- The MFFP is creating an additional turkey hunting season as its wild population continues to grow.
- Turkey overpopulation could be a public safety hazard.
The Quebec Ministère des Forêts, Faune et Parcs (MFFP) is expanding turkey hunting season this year in response to a rapidly growing population. "Considering the growing interest of hunters and population growth, the modalities in effect as of the 2020 season will provide more hunting opportunities, will ensure that the management of the species and will promote its optimal management and cohabitation with citizens," reads a ministry document. The new hunting season will last for six days, between October 24 and 30.
Though the ministry has recorded population growth among wild turkeys in the province for 30 years, especially in the regions of Montérégie, Estrie, Outaouais and le Centre-du-Québec, farmers have increasingly reported turkey trouble in the last few years.
The CBC reported in April 2019 that farmers believed the birds were responsible for a significant loss of crops and profits.
Already, their presence has become a nuisance and potential threat to public safety, endangering motorists and airplanes, alike, according to a July 2019 Global News report.
To understand the dangers of turkey overpopulation, Quebec need only look across the border to New England, where, in some areas, turkey sightings are a daily occurrence.
In Boston, the birds have become combative city-dwellers. Emboldened by a new familiarity with humans, turkeys terrorize neighbourhoods, chasing cars, stopping traffic, and even, apparently, organizing attacks on humans.
It's gotten so bad that the Massachusetts Division of Fisheries and Wildlife has released a list of "tips for aggressive turkeys," which, terrifyingly, notes that they "may attempt to dominate or attack people that they view as subordinates."
But MFFP biologist Maxime Lavoie assures MTL Blog that Quebec isn't quite at that level yet.

*Data for analysis*.
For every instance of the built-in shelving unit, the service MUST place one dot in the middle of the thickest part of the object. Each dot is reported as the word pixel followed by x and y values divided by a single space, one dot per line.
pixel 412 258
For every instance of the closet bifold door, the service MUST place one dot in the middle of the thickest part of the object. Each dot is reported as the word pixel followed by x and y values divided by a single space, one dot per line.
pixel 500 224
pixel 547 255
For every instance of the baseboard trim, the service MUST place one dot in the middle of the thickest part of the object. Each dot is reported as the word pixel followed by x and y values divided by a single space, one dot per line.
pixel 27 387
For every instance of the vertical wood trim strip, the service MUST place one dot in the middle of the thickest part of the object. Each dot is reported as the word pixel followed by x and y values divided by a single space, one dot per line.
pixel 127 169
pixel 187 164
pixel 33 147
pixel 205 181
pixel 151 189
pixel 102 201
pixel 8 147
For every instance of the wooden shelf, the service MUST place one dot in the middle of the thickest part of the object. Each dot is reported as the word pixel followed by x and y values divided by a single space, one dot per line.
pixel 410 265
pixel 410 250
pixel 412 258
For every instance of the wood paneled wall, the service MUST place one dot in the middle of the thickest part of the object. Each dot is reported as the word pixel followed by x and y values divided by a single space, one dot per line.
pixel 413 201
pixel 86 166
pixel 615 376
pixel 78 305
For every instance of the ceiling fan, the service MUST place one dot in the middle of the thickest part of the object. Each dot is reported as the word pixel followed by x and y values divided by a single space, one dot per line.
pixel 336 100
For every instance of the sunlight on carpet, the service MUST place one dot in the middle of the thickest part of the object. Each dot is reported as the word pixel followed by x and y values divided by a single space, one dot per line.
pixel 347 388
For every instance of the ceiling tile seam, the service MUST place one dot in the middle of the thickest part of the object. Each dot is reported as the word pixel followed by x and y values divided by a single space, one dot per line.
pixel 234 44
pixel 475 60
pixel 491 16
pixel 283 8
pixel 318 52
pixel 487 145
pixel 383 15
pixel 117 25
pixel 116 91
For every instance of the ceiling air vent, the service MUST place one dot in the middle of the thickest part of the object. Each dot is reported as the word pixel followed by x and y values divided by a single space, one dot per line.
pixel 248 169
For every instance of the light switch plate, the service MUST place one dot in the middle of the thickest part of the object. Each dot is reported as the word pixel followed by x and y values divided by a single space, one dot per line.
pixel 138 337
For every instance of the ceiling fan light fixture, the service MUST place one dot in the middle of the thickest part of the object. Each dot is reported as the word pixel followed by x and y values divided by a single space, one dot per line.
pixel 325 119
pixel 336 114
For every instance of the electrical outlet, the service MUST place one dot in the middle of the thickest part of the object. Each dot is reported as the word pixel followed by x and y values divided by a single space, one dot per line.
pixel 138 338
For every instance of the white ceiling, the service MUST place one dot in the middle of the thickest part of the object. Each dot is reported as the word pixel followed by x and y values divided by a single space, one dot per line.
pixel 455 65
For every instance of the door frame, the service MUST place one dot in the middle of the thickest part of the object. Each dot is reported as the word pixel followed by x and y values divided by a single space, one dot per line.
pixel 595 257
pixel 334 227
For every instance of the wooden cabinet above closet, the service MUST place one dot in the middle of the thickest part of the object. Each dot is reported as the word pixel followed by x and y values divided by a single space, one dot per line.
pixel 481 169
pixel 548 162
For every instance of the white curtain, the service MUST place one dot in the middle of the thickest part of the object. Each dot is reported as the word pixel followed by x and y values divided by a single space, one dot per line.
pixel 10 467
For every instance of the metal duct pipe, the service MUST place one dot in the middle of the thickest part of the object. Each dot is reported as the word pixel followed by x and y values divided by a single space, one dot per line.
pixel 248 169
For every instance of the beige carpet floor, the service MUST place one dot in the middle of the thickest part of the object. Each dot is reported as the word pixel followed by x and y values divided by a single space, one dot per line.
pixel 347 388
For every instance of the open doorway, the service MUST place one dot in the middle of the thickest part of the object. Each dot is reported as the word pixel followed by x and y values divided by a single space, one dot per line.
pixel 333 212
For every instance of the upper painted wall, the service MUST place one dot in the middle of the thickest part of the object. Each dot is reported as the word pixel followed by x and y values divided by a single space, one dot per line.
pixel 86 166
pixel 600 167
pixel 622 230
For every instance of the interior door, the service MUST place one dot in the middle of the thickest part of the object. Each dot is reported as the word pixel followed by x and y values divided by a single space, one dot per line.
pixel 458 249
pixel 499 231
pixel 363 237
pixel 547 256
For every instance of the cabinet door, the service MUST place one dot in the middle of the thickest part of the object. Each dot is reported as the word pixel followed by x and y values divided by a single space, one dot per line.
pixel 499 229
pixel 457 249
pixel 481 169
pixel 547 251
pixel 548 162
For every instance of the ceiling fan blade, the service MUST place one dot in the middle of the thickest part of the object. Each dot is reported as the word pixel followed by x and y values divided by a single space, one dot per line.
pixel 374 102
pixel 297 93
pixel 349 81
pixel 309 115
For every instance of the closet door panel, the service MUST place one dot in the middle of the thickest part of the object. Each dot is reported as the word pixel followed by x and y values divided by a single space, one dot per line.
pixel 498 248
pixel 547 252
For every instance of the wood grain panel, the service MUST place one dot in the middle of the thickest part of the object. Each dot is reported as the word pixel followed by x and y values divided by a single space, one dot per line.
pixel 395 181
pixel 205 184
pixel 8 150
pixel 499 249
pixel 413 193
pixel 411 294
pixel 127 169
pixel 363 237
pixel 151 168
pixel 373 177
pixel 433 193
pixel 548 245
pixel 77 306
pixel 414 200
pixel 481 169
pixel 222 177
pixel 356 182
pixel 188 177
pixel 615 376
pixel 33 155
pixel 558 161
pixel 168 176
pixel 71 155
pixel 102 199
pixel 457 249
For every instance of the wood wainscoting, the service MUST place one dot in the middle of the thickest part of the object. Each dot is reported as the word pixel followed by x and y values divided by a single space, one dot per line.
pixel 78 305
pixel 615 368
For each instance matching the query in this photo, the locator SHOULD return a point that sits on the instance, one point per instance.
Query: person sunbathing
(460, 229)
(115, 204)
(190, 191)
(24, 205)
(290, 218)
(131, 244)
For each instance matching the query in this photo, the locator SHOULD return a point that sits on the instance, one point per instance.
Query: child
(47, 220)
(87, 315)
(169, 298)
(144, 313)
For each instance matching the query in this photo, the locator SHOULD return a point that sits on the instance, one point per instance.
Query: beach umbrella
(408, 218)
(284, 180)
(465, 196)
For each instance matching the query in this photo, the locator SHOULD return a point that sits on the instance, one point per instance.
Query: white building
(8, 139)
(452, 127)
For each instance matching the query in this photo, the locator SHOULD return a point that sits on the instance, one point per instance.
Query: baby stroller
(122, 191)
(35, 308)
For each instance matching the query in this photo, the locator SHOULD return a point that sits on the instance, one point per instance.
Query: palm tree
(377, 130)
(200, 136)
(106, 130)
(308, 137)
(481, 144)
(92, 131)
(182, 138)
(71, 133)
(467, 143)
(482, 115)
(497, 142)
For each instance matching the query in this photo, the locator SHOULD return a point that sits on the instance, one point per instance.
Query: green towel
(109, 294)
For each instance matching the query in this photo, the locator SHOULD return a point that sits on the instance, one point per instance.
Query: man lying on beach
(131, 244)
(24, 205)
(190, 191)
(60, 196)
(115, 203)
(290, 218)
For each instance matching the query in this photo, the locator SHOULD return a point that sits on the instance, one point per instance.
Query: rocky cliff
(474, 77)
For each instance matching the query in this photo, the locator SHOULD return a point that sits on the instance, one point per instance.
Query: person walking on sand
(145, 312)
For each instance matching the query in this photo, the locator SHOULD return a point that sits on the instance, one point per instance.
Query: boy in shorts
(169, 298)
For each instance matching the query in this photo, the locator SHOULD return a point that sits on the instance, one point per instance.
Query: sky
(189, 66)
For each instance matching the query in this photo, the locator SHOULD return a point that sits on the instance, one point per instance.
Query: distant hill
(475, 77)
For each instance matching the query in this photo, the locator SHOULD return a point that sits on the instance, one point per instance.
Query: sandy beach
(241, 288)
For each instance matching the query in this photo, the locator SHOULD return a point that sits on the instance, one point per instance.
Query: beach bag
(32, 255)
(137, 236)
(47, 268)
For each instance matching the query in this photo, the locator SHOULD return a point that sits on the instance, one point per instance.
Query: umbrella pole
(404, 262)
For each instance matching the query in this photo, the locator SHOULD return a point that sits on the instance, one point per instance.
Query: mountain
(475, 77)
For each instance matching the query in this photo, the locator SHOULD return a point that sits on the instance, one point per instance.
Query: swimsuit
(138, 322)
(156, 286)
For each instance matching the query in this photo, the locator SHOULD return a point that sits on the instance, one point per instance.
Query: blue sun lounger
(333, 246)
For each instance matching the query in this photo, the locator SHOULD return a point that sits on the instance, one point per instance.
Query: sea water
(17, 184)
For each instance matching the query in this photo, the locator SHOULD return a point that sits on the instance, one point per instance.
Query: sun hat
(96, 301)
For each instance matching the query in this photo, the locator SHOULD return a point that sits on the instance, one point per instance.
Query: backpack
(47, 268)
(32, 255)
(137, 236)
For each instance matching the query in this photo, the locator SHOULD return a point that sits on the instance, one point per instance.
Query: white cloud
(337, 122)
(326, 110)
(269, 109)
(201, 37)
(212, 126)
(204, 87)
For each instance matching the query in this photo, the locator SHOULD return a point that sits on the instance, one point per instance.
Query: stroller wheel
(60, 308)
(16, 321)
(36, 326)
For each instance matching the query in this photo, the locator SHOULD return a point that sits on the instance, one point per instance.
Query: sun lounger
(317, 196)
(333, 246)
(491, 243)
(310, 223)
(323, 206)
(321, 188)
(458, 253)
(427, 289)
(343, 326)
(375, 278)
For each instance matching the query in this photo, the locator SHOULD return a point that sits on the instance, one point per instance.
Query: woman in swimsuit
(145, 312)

*Task description*.
Extend the article on Quebec's expanded wild turkey hunting season, picking up after its final sentence. The records play no part in what comes next and may be disregarded.

*Expected output*.
"According to the Massachusetts government, cases of aggressive turkeys come from individuals who have become accustomed to the presence of humans, in part due to the presence of bird feeders, an excellent source of food for turkeys," he says.
"They suggest daily removal of fallen seeds to ensure that turkeys remain wild and do not exhibit aggressive behaviour towards humans."
Though, in Quebec, "a few road accidents involving wild turkeys have been reported to the [Ministry]," the "accidents usually cause minor damage."
"Aggressive behaviour" toward humans is still "rare" and "exceptional" in the province.
In urban areas, "very little damage caused by wild turkeys is reported by citizens."
But despite its characterization as a public menace, Lavoie comes to the turkey's defence.
"Wild turkeys are a fascinating bird to watch and most citizens, including farmers, are happy to see them."
"The presence of wild turkeys on residential land often attracts people's attention because of the size of the bird, but most of the time the turkeys are on the move or feeding."
In fact, says Lavoie, "because turkeys are daytime animals, they are often falsely accused of causing damage by other more nocturnal species such as raccoons and white-tailed deer."
"In addition, its positive impact on crops is often overlooked. A study on the impact of turkeys on blueberry fields in Maine found that the loss of blueberries through direct consumption by turkeys was virtually offset by increased plant productivity as a result of weed and insect consumption by turkeys in the maturing period of the plants."
Whatever residents' feelings toward wild turkeys, the Ministry "recommends that people who see a wild turkey should not attempt to approach it and should give it food."
"People can simply observe the bird from a reasonable distance."
"In case of aggressive wild turkey sightings, citizens can contact the nearest wildlife protection office."
Quebec residents will have to wait to see whether the additional hunting season curbs turkey population growth and prevents a Boston-level scenario.